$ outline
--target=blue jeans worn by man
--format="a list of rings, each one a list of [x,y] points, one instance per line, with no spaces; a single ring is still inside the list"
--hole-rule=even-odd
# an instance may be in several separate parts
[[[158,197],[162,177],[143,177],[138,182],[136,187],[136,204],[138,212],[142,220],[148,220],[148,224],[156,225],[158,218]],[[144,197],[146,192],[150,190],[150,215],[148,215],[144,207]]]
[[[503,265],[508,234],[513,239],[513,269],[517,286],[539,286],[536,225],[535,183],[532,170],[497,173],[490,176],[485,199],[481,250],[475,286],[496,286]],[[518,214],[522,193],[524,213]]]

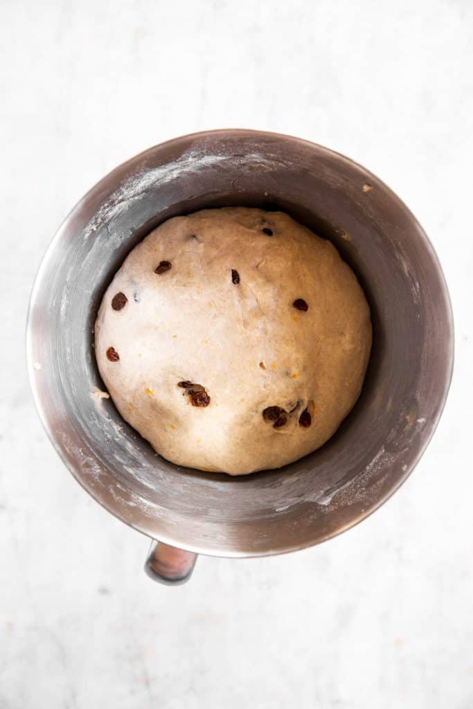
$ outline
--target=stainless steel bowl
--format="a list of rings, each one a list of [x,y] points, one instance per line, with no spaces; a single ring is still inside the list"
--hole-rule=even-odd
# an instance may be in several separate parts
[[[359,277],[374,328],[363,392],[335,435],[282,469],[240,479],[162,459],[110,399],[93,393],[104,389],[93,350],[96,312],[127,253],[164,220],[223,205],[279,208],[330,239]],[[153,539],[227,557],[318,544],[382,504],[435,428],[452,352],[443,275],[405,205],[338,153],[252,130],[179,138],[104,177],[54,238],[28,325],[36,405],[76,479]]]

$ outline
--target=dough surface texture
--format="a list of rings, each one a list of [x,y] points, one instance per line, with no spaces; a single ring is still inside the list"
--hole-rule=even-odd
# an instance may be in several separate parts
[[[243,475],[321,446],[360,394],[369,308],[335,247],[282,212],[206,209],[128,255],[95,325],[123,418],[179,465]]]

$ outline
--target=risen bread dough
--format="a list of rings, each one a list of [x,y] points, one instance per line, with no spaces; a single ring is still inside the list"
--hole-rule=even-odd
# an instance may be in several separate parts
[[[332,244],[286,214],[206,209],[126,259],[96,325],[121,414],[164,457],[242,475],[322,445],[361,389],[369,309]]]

********

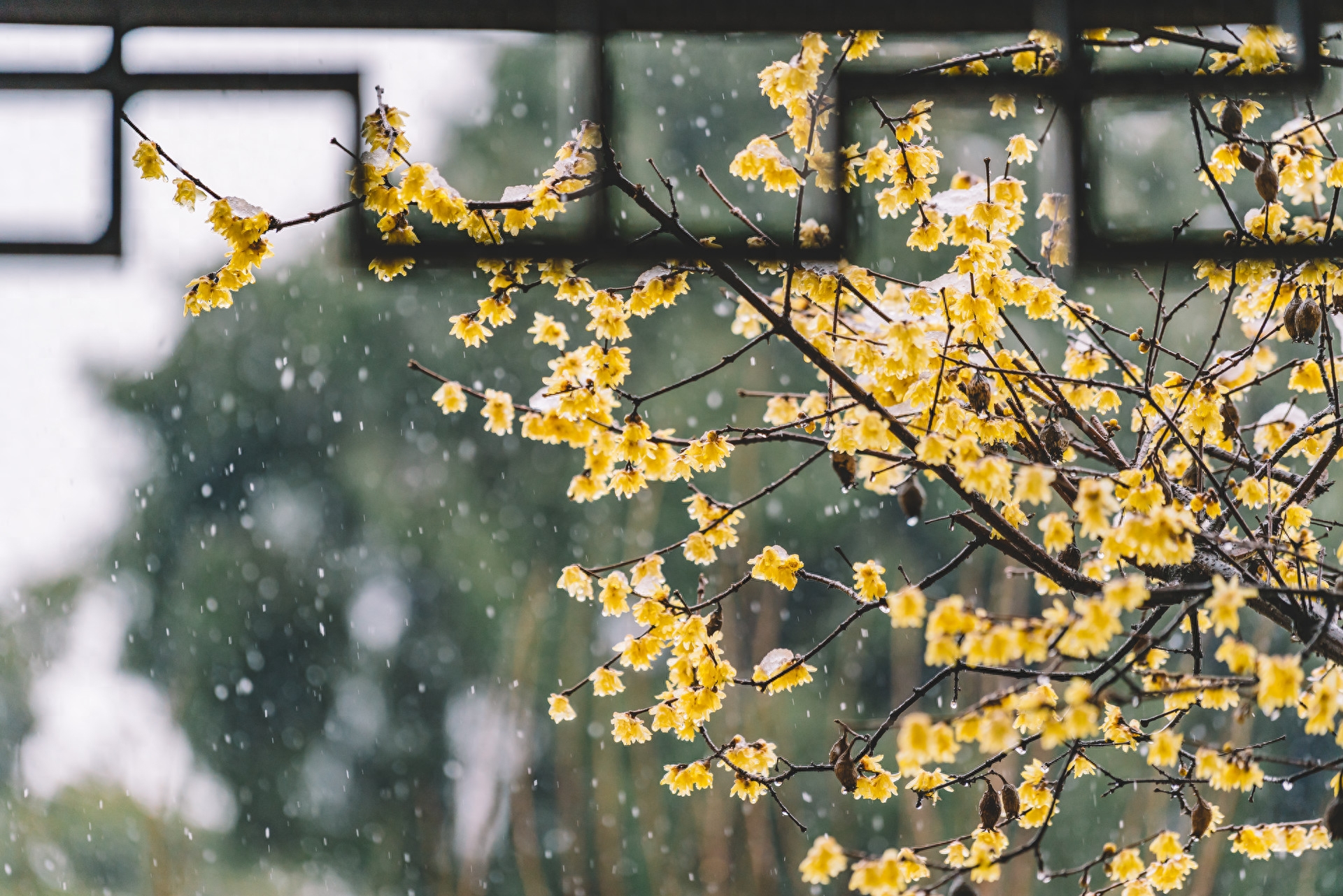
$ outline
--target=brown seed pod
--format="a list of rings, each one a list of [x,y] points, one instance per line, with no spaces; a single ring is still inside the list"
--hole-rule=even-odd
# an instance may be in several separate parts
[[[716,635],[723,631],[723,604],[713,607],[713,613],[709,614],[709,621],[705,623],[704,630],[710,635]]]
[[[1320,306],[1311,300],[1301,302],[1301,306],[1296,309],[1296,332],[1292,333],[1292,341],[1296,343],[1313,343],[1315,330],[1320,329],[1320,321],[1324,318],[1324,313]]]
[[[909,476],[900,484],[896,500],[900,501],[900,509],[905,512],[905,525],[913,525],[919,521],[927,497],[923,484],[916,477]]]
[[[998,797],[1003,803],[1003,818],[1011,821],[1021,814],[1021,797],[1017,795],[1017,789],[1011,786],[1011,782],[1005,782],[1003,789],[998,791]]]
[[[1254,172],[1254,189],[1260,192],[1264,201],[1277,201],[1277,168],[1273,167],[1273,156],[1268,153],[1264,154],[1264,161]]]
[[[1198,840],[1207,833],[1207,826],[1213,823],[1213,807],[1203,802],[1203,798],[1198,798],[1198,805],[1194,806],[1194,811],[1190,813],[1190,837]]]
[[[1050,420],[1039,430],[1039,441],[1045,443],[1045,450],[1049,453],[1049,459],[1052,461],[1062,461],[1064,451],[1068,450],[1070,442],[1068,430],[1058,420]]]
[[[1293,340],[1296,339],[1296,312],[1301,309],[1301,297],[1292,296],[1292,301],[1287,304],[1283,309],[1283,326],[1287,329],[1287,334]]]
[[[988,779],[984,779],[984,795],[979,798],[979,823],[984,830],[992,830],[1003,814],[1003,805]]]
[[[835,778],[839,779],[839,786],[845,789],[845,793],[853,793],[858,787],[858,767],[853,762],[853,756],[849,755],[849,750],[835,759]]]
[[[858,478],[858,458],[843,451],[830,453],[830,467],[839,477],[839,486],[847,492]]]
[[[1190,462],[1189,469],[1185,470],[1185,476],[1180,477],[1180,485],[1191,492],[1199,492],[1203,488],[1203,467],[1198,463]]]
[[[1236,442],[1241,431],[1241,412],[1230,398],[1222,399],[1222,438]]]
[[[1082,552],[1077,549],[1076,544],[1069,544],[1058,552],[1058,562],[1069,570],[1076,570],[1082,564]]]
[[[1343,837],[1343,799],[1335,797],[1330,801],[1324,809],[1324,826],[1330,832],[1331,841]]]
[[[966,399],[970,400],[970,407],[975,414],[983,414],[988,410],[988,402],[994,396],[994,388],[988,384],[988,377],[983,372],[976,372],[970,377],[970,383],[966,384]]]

********

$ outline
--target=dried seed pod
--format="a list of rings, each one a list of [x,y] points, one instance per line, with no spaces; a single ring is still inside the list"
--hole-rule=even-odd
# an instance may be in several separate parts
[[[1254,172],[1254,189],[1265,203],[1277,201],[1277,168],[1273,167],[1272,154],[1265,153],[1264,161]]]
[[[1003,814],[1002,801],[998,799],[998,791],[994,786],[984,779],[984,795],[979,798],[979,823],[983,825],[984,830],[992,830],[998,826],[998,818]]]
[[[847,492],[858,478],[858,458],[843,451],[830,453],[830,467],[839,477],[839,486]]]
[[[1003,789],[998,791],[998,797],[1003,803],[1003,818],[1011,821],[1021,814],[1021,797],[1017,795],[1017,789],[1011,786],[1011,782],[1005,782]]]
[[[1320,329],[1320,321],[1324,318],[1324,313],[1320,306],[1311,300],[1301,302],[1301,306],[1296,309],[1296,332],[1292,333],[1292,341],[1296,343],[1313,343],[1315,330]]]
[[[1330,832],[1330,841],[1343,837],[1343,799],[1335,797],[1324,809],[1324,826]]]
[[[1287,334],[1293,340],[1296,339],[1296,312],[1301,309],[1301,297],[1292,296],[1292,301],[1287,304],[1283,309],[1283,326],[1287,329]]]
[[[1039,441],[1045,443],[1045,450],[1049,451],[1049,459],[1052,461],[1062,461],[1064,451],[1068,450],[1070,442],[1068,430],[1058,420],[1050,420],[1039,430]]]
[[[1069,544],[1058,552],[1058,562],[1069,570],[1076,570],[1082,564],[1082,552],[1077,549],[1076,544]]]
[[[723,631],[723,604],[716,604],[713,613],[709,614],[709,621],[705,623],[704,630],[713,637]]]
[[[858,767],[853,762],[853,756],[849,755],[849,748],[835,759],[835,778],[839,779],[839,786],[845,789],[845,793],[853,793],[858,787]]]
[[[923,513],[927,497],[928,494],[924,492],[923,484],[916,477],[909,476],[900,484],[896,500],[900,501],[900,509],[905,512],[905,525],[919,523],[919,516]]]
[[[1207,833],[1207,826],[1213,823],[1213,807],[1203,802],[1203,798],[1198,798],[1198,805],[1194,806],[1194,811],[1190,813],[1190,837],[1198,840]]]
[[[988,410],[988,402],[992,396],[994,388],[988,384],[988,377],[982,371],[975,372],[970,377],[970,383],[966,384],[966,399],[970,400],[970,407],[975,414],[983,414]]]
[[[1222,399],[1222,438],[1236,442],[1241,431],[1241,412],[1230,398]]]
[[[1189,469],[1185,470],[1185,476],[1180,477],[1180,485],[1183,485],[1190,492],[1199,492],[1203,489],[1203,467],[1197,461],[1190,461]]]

********

CHALLENGE
How many lines above contain the string "seed"? Case counts. Give only the number.

RESULT FOR THIS TASK
2